[Exercise description] Return the entries verbatim and drop every picture.

[Information shown]
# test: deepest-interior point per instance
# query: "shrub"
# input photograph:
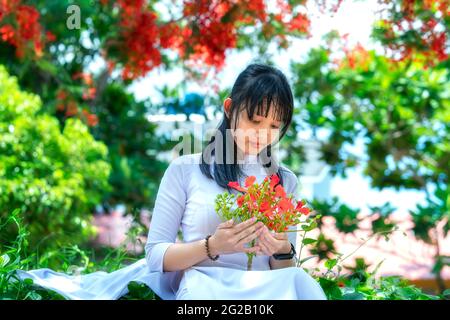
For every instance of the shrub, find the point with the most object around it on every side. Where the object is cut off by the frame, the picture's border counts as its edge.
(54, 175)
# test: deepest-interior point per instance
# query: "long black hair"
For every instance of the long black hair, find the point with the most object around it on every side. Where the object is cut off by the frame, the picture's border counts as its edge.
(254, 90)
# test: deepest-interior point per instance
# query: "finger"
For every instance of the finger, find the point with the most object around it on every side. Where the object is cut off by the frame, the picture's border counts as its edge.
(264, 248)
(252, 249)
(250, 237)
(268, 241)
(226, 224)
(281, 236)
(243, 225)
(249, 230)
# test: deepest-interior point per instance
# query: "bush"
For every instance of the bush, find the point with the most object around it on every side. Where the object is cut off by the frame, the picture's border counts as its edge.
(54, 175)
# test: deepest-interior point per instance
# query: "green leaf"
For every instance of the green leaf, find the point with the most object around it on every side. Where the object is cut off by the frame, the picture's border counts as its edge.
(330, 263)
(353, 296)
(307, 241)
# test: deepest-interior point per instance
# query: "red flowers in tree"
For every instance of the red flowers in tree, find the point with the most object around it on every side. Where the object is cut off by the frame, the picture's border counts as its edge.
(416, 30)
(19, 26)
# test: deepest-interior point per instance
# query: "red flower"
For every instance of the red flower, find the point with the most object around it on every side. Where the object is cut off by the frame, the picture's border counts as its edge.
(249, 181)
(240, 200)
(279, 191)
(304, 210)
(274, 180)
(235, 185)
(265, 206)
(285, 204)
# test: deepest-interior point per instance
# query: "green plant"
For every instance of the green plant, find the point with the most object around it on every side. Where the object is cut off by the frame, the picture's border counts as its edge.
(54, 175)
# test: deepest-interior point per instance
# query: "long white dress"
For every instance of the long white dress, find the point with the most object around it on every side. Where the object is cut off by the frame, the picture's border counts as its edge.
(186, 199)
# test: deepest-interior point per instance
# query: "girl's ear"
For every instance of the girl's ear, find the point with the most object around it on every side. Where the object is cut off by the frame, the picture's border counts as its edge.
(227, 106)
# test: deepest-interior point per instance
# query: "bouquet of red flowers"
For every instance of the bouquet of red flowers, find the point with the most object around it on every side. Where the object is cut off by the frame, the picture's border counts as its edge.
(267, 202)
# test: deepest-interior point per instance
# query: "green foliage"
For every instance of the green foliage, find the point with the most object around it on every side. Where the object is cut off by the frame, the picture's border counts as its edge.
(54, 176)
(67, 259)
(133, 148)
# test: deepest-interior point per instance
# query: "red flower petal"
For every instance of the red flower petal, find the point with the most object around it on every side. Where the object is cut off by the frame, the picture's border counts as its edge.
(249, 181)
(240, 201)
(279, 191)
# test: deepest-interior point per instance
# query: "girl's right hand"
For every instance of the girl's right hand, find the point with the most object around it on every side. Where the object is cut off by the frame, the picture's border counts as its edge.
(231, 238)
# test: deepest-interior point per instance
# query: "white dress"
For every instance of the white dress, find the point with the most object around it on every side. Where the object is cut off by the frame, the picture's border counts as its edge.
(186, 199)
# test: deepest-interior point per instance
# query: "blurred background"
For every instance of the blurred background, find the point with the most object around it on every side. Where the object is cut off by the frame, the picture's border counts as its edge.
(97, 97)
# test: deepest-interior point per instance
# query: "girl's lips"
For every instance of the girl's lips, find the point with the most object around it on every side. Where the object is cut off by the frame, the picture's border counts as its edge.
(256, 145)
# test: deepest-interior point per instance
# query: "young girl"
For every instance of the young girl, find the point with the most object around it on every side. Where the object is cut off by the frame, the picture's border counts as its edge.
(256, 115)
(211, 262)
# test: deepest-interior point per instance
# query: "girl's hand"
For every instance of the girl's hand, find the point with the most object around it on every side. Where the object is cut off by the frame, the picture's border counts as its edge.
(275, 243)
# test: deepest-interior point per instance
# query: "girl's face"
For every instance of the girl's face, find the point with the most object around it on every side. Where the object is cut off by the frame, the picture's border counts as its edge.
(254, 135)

[Answer to this task]
# test: deepest-interior point per instance
# query: "shrub"
# input photograph:
For every instance of the shrub, find the point with the most object around it on every side. Where the object is cut off by the frame, the picture's border counts as its edge.
(54, 175)
# test: deepest-interior point per instance
# query: "long black hair"
For every instance of the long black hair, find the point with the most object around it on every side. Where the object is cut off by the frame, the picture's border counts as its edge.
(254, 90)
# test: deepest-interior point per instance
# query: "finger"
For every instance of the finger, find the point with the most object around it on every side. Where the object is cut off by the frame, the picture's border counts as its edge.
(264, 248)
(252, 249)
(250, 237)
(268, 241)
(226, 224)
(281, 236)
(243, 225)
(249, 230)
# test: deepest-interior point per instance
# query: "bush"
For every instance of the bush, find the point with the most object around it on every side. Where the object is cut off by the frame, the picture's border counts as its edge.
(54, 175)
# test: deepest-interior point per instance
# query: "green leaf"
For every instance of the green leaf, find the point with the most object around it on every side. Where the object is cut off by the frame, the picture's border counts as its edge.
(330, 263)
(353, 296)
(307, 241)
# test: deepest-interior point per instance
# query: "red flowers in tree"
For every instance of the red flowers in tree, find the point with the most object around it on every side. Where the object is cut off by the frame, the picture's border counts as its edge.
(416, 30)
(19, 26)
# test: deepest-interior point per instance
# query: "red flower"
For every instance of the red flower, find the point with the most object around it on every side. Where the object is cut off by the frame, the picture's border counts as its edge.
(249, 181)
(240, 200)
(279, 191)
(304, 210)
(274, 180)
(235, 185)
(265, 206)
(285, 204)
# test: deepest-interior point per instance
# query: "green plant"
For every instance of the green plant, find the point with the most object around it on every side. Where the object is cut off by the frame, the picture's border counts as its edge.
(54, 175)
# test: deepest-interior point per instance
# query: "long white dress"
For every instance of the long white dress, find the point with the most object around it on every side. Where the object is cut off by the frame, the picture's border counts as its edge.
(186, 199)
# test: deepest-interior point per instance
# query: "girl's ear"
For every instance of the girl's ear, find the point with the most object around it on every side. Where the object is cut off by the frame, the picture's border counts as its edge.
(227, 106)
# test: deepest-interior point per instance
# query: "bouquet of red flowers"
For every instance of the bouquet of red flowers, find the point with the most object around it on every side. Where the object is cut off by the frame, the picture's border counts as its edge.
(267, 202)
# test: deepest-interior point per instance
# query: "green foliage"
For every instance of the green foliage, find the point with the most object around it on every side. Where the object is cut off by the frame, the picture's border counts as its edge.
(54, 176)
(67, 259)
(133, 148)
# test: deepest-interior point per instance
# query: "red flower petal"
For every instance of the red flower petal, find the point with the most object around it on every side. Where the object is cut off by the frame, the picture's border counts as its edge.
(249, 181)
(240, 201)
(279, 191)
# test: deepest-interior point per instance
# query: "girl's right hand"
For every instance of the girl's right hand, find the point with the most object around it on every side. Where the object is cut off by the frame, the picture's border counts as its edge.
(231, 238)
# test: deepest-interior point per instance
# query: "white dress"
For every instance of the white dress, find the point with the most object around it on every side. Where the object is cut off by the frame, the picture's border counts as its edge.
(186, 199)
# test: deepest-interior point per instance
# query: "blurred background"
For every instance of the blurred background, find the point with the most object around it on every side. Where the object is cut off by the frame, the picture's border counts as its edge.
(97, 97)
# test: deepest-interior point per instance
# query: "girl's lips"
For every instance of the girl's lips, find the point with the most object around it on every side. Where the object is cut off by the frame, the picture's border counts as its edge.
(256, 145)
# test: deepest-interior point per instance
# query: "young girl"
For every instance of the young girl, find the point with the most object around it on every side. Where the object is cut off by the frame, the picture's border counts as its edge.
(256, 115)
(211, 262)
# test: deepest-interior point per instance
# query: "girl's hand"
For every instance of the girl's hand, find the point with the most object around it on every side. Where the object is cut off by the frame, the picture's border counts as its edge.
(275, 243)
# test: deepest-interior point per instance
# query: "girl's face"
For every instance of the girl's face, find the point with the most object around it on every side. Where the object is cut off by the frame, the picture's border counts as its edge.
(254, 135)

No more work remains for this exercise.